### Supplied records ###

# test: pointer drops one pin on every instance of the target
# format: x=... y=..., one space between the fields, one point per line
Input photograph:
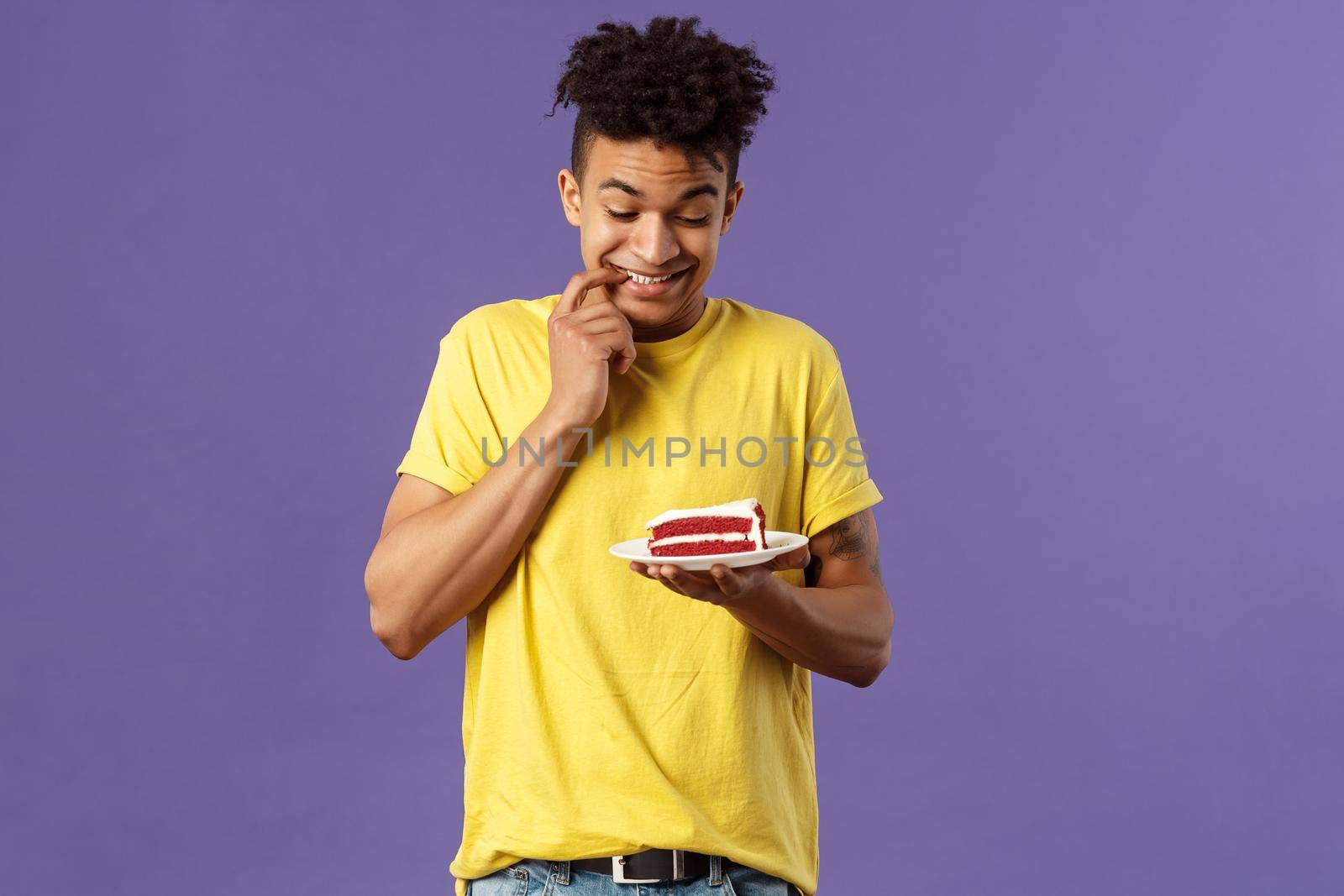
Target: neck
x=680 y=322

###

- _Work to be completed_:
Give each line of the items above as a numbered list, skipping any blank lines and leaving out the pictures.

- _Complete answer_:
1. # test: pointer drops one pin on every instance of the target
2. # format: x=... y=..., one space between the fields, one point per line
3. Input photograph:
4. Target: neck
5. x=680 y=322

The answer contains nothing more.